Responda às perguntas a seguir com base no texto sobre Conceição Evaristo.
(a) A que veículo ela concedeu a entrevista?
(b) Que competências, segundo ela, o imaginário brasileiro atribui ao sujeito negro?
(c) Em que dia ela completará 72 anos?

Texto de origem »

======

O convite vem da escritora Conceição Evaristo (71), uma voz forte dentro da comunidade negra brasileira e uma autora consagrada mundo afora, que cada vez ganha mais prestígio. Segundo ela, em entrevista ao Brasil de Fato, a leitura da obra de uma escritora negra tem que começar a partir também de suas qualidades literárias e artísticas.
“O racismo que permeia as instituições brasileiras é muito cruel. “Estão no imaginário do brasileiro algumas competências para o sujeito negro. Acredita-se que ele saiba dançar, cantar, e principalmente no caso das mulheres, cozinhar. Mas as competências intelectuais, principalmente as literárias, não. Quando se trata da literatura, talvez porque ela use o maior bem simbólico da nação que é a língua, essa escrita negra não é acreditada”, protesta.
Perto de completar 72 anos, no próximo dia 29, Conceição Evaristo traça um panorama sobre as barreiras impostas aos escritores e escritoras negras. “Grande parte dos escritores negros nasce dos estratos populares, então você vê que na maioria das vezes não temos padrinho. Ou então quando conseguimos, com muita dificuldade publicar, antes de lerem nossos textos já criticam, e aí a literatura sim, há escritores brancos que escrevem muito bem, e escritores brancos que não escrevem bem. O mesmo com os negros. Mas não nós é permitida nenhuma falha”, disse.

======

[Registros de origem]
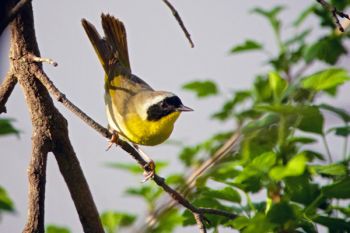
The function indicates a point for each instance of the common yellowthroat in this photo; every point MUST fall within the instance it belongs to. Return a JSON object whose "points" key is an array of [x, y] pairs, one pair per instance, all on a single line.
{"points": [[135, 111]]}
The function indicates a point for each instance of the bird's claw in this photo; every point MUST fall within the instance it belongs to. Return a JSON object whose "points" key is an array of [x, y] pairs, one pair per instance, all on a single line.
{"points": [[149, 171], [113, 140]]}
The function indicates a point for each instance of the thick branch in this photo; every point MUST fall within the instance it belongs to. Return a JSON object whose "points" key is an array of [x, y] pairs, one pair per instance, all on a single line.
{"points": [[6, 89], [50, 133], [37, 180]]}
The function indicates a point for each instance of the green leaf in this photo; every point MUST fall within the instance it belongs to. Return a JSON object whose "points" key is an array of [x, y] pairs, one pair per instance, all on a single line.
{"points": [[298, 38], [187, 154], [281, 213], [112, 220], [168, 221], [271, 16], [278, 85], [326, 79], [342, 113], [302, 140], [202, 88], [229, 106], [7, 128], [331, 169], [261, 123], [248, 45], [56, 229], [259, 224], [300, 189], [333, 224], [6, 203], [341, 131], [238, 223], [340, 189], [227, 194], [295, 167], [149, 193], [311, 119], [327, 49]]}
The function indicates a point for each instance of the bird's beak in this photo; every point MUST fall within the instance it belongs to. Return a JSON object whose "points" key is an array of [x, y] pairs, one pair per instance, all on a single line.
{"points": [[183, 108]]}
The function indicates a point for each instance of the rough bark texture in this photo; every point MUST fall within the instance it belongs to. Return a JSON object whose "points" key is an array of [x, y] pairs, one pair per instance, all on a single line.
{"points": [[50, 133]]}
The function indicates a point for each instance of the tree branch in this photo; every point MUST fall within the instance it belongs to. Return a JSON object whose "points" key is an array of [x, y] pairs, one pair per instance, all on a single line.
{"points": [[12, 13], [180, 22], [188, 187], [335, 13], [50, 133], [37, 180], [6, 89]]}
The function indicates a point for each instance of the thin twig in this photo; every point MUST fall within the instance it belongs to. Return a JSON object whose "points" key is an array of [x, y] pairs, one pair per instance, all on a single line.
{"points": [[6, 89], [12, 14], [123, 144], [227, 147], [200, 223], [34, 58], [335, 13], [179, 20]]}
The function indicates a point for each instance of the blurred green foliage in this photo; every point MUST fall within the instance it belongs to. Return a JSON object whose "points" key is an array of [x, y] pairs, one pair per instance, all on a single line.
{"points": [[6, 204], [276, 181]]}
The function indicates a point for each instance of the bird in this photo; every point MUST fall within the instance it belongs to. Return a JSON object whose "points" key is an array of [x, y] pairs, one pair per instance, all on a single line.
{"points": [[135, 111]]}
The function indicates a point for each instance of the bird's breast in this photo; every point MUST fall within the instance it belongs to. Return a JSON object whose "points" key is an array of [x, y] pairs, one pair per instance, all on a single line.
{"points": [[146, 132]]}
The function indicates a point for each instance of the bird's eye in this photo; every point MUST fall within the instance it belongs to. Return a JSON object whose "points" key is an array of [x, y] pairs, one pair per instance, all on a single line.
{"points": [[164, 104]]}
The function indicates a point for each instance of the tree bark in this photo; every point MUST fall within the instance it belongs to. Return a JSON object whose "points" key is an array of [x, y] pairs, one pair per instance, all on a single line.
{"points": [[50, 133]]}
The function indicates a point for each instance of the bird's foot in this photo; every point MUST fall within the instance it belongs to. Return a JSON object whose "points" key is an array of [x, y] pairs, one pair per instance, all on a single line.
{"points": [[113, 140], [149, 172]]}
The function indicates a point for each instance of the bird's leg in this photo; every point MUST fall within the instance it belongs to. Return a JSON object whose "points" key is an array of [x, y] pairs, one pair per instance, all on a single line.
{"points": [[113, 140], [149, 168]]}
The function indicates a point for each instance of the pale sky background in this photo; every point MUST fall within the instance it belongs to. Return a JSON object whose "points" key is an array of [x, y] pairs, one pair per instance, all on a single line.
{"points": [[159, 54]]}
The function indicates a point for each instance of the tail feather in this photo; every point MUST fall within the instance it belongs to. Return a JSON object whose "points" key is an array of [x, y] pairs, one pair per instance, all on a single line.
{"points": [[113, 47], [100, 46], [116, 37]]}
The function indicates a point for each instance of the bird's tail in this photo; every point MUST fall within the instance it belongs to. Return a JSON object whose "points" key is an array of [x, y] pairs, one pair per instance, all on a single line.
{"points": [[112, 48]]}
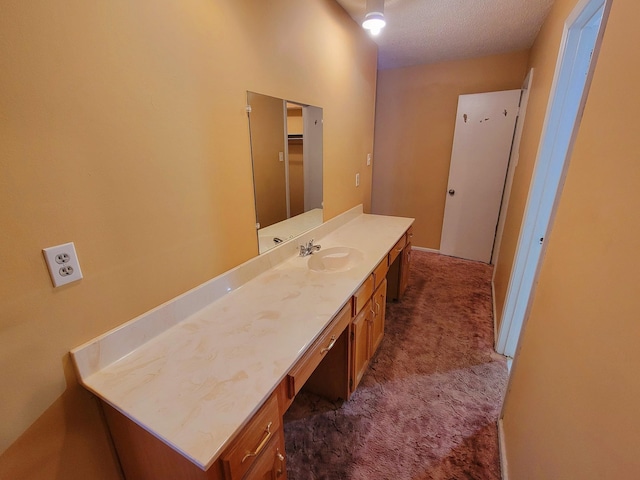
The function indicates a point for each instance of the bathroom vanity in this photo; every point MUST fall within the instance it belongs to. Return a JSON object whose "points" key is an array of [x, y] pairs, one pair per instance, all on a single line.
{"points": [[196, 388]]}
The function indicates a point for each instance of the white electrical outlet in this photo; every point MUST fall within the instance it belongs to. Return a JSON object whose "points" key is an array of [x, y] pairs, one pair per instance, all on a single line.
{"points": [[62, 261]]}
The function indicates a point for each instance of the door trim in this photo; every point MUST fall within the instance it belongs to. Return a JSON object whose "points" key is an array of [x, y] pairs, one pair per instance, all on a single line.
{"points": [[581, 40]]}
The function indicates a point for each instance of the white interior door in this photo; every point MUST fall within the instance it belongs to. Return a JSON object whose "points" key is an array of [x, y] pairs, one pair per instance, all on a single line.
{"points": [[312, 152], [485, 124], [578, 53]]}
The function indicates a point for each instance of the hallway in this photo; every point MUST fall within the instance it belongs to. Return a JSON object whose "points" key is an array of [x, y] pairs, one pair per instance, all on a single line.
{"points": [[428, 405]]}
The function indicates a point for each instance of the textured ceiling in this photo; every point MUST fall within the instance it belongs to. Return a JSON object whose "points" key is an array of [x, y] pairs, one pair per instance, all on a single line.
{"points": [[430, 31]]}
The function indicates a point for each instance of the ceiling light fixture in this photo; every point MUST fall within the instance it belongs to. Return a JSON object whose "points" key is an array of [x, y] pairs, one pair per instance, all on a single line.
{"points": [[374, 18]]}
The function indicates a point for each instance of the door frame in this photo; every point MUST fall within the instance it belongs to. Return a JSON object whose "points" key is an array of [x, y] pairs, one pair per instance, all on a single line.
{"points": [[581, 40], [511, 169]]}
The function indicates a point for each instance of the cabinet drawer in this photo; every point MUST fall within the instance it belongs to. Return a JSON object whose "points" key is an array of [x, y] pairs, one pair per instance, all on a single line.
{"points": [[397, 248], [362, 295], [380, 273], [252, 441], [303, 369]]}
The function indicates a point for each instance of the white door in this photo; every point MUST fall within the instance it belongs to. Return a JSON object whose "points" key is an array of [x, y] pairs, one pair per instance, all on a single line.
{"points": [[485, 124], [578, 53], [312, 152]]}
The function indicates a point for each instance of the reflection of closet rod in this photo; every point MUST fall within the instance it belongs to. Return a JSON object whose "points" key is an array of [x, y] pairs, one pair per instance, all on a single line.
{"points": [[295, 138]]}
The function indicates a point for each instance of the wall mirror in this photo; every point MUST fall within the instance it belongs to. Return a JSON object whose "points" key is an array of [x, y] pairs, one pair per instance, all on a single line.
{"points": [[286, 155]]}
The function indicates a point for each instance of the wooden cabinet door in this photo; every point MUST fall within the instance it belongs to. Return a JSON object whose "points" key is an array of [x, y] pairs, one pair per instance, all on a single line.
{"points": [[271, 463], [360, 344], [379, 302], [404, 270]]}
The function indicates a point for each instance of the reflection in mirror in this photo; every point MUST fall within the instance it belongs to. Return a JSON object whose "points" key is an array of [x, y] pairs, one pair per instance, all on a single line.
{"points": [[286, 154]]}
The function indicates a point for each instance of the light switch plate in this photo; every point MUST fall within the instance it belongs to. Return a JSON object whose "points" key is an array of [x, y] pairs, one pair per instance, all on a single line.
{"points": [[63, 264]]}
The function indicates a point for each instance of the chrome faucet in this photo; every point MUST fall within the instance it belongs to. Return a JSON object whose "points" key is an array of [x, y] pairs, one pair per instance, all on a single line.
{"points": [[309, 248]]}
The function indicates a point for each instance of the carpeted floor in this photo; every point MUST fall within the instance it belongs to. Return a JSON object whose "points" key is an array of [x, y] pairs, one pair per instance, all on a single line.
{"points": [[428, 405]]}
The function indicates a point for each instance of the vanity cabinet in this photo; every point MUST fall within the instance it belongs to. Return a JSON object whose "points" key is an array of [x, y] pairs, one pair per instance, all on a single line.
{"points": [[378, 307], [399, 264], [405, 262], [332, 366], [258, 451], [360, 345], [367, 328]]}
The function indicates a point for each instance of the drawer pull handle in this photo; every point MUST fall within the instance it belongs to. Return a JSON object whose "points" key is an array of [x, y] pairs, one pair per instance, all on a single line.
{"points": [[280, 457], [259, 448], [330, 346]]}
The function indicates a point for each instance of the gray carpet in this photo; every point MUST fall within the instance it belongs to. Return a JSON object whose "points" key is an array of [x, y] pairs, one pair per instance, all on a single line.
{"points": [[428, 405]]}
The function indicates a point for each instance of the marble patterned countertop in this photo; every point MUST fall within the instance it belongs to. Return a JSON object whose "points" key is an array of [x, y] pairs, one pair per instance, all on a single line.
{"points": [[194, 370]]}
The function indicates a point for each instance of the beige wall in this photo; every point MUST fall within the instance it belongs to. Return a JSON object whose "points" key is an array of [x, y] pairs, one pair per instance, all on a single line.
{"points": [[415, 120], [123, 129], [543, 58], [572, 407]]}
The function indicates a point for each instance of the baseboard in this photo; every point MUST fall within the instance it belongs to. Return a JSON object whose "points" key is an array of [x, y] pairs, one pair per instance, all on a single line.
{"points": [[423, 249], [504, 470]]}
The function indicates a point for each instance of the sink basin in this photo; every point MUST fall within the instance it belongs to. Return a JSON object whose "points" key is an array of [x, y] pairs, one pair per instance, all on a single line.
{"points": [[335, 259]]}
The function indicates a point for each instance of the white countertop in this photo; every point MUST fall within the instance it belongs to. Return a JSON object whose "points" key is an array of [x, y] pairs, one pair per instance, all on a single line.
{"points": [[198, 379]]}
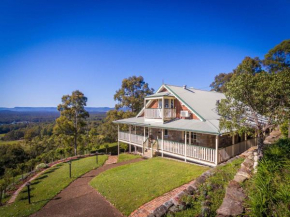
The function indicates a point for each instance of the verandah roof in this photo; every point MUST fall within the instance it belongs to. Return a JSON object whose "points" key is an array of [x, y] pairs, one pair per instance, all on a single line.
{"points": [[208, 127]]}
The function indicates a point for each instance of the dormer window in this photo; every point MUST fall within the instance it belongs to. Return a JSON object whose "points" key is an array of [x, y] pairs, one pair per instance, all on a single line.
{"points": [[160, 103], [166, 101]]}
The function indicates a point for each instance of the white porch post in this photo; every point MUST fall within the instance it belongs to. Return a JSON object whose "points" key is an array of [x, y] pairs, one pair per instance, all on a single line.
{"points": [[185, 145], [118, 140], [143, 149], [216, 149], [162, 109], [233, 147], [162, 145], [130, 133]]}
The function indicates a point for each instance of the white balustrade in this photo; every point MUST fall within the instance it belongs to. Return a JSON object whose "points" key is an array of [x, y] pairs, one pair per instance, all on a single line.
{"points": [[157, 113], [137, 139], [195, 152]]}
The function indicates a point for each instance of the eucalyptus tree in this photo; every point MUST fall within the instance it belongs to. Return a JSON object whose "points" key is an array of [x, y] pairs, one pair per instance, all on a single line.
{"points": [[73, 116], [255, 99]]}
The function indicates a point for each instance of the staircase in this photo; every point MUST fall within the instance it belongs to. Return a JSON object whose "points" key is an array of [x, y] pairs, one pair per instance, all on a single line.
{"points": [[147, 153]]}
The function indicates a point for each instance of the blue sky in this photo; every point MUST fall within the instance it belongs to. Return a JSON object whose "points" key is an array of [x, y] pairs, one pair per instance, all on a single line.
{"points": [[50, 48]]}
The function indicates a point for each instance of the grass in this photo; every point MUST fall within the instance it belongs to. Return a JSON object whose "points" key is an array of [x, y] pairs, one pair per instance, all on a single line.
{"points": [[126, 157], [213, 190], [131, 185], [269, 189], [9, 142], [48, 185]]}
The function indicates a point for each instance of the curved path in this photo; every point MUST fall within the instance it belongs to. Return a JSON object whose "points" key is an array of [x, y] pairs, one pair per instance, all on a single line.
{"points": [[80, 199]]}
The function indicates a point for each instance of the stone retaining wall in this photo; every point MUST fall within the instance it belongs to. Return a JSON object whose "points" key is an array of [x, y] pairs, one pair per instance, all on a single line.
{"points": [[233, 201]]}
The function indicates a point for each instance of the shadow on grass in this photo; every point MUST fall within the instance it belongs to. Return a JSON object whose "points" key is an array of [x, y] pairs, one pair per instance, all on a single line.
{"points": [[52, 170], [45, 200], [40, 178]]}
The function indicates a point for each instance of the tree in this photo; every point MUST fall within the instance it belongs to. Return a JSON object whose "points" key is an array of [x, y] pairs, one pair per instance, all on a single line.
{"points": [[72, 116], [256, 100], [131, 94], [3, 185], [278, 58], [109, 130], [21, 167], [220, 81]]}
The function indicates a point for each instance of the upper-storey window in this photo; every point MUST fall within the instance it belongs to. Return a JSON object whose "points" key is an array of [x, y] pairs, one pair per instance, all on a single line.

======

Resposta »
(a) Ao Brasil de Fato.
(b) Dançar, cantar e, principalmente no caso das mulheres, cozinhar.
(c) No próximo dia 29.